■ What this task involves
Output the data that follows exactly, line for line.

■ Available data
<<<<
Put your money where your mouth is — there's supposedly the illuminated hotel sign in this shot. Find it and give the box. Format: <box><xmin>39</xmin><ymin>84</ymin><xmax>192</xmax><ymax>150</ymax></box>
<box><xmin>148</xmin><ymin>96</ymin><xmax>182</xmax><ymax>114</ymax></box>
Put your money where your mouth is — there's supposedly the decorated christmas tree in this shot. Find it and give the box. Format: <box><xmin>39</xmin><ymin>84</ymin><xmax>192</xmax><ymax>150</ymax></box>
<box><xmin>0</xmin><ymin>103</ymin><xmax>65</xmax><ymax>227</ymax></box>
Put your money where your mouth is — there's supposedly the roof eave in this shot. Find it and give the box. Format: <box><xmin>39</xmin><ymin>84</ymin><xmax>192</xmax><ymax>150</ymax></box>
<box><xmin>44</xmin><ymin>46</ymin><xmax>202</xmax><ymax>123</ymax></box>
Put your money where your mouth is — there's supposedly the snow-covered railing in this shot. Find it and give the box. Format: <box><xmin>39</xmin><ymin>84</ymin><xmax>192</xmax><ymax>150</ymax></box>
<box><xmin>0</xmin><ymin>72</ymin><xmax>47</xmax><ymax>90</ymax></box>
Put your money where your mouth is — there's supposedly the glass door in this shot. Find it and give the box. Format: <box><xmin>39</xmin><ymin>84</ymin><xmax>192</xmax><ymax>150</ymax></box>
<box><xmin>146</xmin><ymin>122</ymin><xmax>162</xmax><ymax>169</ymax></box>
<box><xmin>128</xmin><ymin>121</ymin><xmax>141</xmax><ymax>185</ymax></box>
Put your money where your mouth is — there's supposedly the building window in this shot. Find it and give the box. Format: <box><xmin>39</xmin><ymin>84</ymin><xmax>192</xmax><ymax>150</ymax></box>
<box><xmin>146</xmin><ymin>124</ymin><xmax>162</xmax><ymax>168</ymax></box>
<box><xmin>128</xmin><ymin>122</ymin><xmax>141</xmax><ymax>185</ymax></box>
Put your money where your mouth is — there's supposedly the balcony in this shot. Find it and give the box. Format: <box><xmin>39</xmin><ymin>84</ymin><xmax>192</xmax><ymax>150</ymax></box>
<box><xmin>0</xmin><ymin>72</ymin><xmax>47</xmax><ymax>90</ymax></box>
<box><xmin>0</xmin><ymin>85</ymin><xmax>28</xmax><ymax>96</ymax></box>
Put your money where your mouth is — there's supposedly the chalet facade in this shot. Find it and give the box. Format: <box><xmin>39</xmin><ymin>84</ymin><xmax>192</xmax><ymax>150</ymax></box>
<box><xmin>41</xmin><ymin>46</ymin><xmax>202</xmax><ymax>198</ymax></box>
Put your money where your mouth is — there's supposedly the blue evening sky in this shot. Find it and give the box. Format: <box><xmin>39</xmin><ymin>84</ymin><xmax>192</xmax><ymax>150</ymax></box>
>>>>
■ The answer
Put your money where your mouth is — there's supposedly the illuminated hotel sign in this shot. Find it and give the box. Format: <box><xmin>39</xmin><ymin>84</ymin><xmax>192</xmax><ymax>150</ymax></box>
<box><xmin>148</xmin><ymin>96</ymin><xmax>182</xmax><ymax>114</ymax></box>
Put your money where your mouth is — there's supposedly the decorated christmas tree in this shot. Find it and give the box. Format: <box><xmin>39</xmin><ymin>84</ymin><xmax>192</xmax><ymax>150</ymax></box>
<box><xmin>0</xmin><ymin>103</ymin><xmax>65</xmax><ymax>227</ymax></box>
Put your money where your mouth is — there's supposedly the roof eave in this shot. Find it and give the box. Format: <box><xmin>39</xmin><ymin>84</ymin><xmax>192</xmax><ymax>150</ymax></box>
<box><xmin>44</xmin><ymin>46</ymin><xmax>202</xmax><ymax>123</ymax></box>
Put your money where your mouth is — there's supposedly the snow-covered railing in this shot. Find it and give the box. Format: <box><xmin>39</xmin><ymin>84</ymin><xmax>192</xmax><ymax>150</ymax></box>
<box><xmin>0</xmin><ymin>72</ymin><xmax>47</xmax><ymax>90</ymax></box>
Put your money where your mouth is — there's supposedly the glass door in this shot. Find it and give the box. Format: <box><xmin>39</xmin><ymin>84</ymin><xmax>192</xmax><ymax>150</ymax></box>
<box><xmin>146</xmin><ymin>122</ymin><xmax>162</xmax><ymax>169</ymax></box>
<box><xmin>128</xmin><ymin>121</ymin><xmax>141</xmax><ymax>185</ymax></box>
Put your money where your mouth is — there's supposedly the building window in this shot. Find it and give the box. Format: <box><xmin>39</xmin><ymin>84</ymin><xmax>192</xmax><ymax>150</ymax></box>
<box><xmin>146</xmin><ymin>124</ymin><xmax>162</xmax><ymax>168</ymax></box>
<box><xmin>128</xmin><ymin>122</ymin><xmax>141</xmax><ymax>185</ymax></box>
Put your money where your mouth is — there's supposedly the balcony in this shot. Find it and give the box. Format: <box><xmin>39</xmin><ymin>84</ymin><xmax>192</xmax><ymax>150</ymax></box>
<box><xmin>0</xmin><ymin>72</ymin><xmax>47</xmax><ymax>90</ymax></box>
<box><xmin>0</xmin><ymin>85</ymin><xmax>28</xmax><ymax>96</ymax></box>
Put your money where your mouth is — there's supposedly the chalet facade in this shot. Find it and give the box. Format: <box><xmin>39</xmin><ymin>84</ymin><xmax>192</xmax><ymax>150</ymax></box>
<box><xmin>41</xmin><ymin>46</ymin><xmax>202</xmax><ymax>198</ymax></box>
Put your money where your mouth is — there's supposedly the blue evening sky in this shot. Find it and give the box. Format: <box><xmin>39</xmin><ymin>84</ymin><xmax>192</xmax><ymax>150</ymax></box>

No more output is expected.